» WHAT YOU NEED TO DO:
Reproduce verbatim the portion of the entries below that opens with the line containing "# point at: metal" and runs through the final line of the entries, both ends included. Leave the pictures out of the answer.
[START TASK INPUT]
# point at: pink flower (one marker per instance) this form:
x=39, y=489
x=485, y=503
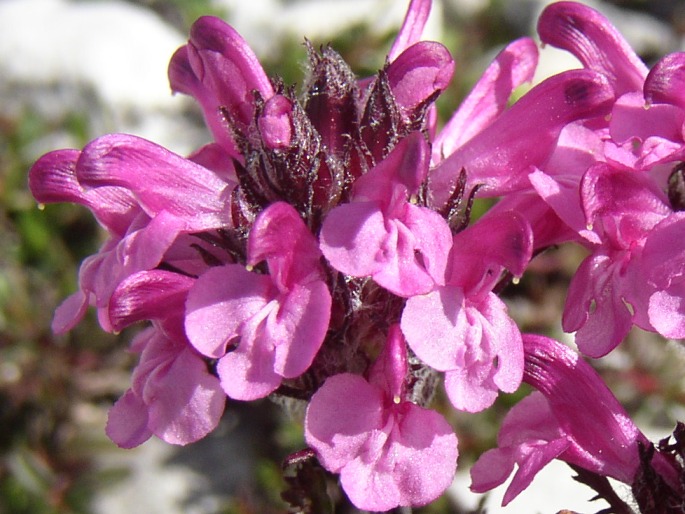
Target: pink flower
x=470, y=335
x=382, y=234
x=623, y=208
x=263, y=327
x=144, y=195
x=573, y=417
x=388, y=451
x=663, y=261
x=172, y=395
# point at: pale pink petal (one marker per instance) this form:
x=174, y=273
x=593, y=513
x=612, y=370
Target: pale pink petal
x=280, y=237
x=512, y=67
x=589, y=36
x=185, y=401
x=667, y=311
x=154, y=294
x=127, y=421
x=247, y=373
x=299, y=326
x=352, y=238
x=418, y=73
x=412, y=27
x=632, y=118
x=595, y=308
x=337, y=438
x=493, y=357
x=436, y=343
x=416, y=465
x=160, y=179
x=70, y=312
x=665, y=82
x=219, y=302
x=390, y=368
x=500, y=157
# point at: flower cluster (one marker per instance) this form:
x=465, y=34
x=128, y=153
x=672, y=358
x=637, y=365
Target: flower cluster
x=320, y=248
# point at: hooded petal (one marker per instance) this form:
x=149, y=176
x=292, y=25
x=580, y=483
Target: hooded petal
x=53, y=178
x=665, y=82
x=280, y=237
x=185, y=401
x=159, y=179
x=338, y=438
x=412, y=27
x=416, y=465
x=594, y=41
x=418, y=73
x=500, y=157
x=489, y=97
x=219, y=302
x=299, y=327
x=154, y=294
x=576, y=393
x=127, y=421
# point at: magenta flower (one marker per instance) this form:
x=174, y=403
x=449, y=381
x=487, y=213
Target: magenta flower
x=573, y=417
x=173, y=395
x=388, y=451
x=137, y=191
x=663, y=260
x=382, y=234
x=623, y=208
x=470, y=335
x=263, y=327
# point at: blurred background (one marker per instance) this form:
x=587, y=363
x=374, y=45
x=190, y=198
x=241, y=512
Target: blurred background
x=73, y=70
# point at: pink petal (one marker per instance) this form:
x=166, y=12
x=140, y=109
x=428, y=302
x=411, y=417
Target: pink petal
x=280, y=237
x=493, y=357
x=499, y=158
x=275, y=123
x=576, y=393
x=665, y=82
x=298, y=328
x=248, y=372
x=415, y=467
x=161, y=180
x=225, y=64
x=488, y=99
x=595, y=307
x=589, y=36
x=412, y=27
x=352, y=238
x=390, y=368
x=436, y=343
x=70, y=312
x=632, y=118
x=186, y=402
x=219, y=302
x=667, y=311
x=154, y=294
x=337, y=438
x=127, y=421
x=477, y=261
x=419, y=72
x=52, y=178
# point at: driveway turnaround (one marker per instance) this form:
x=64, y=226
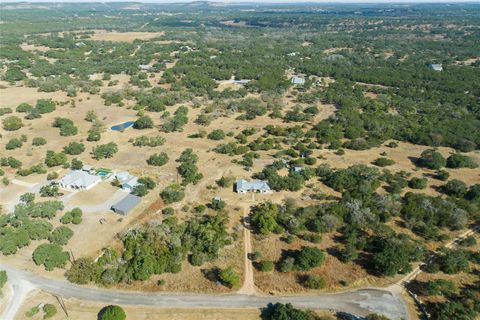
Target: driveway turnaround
x=359, y=302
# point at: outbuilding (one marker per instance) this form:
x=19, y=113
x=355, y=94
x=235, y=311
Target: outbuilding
x=126, y=205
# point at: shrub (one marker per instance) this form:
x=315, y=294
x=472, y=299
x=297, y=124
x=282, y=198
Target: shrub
x=54, y=159
x=216, y=134
x=74, y=216
x=313, y=281
x=383, y=162
x=158, y=159
x=61, y=235
x=143, y=122
x=229, y=278
x=24, y=107
x=44, y=106
x=112, y=312
x=460, y=161
x=74, y=148
x=38, y=141
x=172, y=193
x=266, y=266
x=104, y=150
x=67, y=128
x=49, y=191
x=431, y=159
x=50, y=255
x=442, y=175
x=50, y=310
x=12, y=123
x=455, y=188
x=417, y=183
x=13, y=144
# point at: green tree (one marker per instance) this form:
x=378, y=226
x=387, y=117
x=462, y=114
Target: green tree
x=143, y=122
x=172, y=193
x=74, y=148
x=54, y=159
x=49, y=310
x=263, y=217
x=158, y=159
x=112, y=312
x=12, y=123
x=104, y=150
x=50, y=255
x=431, y=159
x=230, y=278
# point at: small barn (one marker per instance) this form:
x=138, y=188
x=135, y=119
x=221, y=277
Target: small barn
x=126, y=205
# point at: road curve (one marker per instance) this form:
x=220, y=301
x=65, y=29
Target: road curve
x=359, y=302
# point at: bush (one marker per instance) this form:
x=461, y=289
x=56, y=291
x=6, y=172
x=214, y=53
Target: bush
x=417, y=183
x=431, y=159
x=460, y=161
x=143, y=122
x=112, y=312
x=281, y=311
x=442, y=175
x=44, y=106
x=50, y=310
x=61, y=235
x=67, y=128
x=50, y=255
x=216, y=134
x=54, y=159
x=13, y=144
x=455, y=188
x=93, y=135
x=24, y=107
x=158, y=159
x=229, y=278
x=313, y=281
x=74, y=148
x=38, y=141
x=74, y=216
x=12, y=123
x=383, y=162
x=104, y=151
x=172, y=193
x=266, y=266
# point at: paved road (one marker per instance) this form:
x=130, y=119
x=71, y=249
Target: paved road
x=360, y=302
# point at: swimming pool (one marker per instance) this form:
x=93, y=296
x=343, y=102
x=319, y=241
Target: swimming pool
x=122, y=126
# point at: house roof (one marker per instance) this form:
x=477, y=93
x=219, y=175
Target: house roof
x=127, y=203
x=256, y=185
x=79, y=178
x=298, y=80
x=132, y=182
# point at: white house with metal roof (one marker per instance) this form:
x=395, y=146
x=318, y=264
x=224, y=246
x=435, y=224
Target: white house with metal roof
x=127, y=181
x=244, y=186
x=298, y=81
x=79, y=180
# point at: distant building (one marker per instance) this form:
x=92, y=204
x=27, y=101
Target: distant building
x=298, y=81
x=79, y=180
x=87, y=168
x=144, y=67
x=127, y=181
x=436, y=67
x=244, y=186
x=297, y=169
x=126, y=205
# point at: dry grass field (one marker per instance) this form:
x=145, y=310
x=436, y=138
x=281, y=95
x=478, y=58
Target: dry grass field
x=91, y=236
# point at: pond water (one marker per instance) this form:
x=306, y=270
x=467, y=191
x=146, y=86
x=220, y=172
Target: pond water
x=122, y=126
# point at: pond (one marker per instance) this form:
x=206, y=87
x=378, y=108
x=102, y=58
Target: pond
x=122, y=126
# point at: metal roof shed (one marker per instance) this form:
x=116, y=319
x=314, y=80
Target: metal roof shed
x=125, y=205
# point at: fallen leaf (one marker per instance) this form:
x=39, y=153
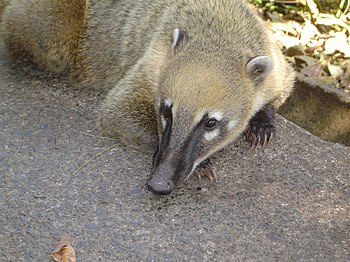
[END TASK INPUT]
» EXPECTED OUTPUT:
# point at: metal roof shed (one marker per instance) this form:
x=116, y=319
x=314, y=80
Target: metal roof shed
x=125, y=205
# point at: fallen leaf (one marker per instance) this form:
x=39, y=153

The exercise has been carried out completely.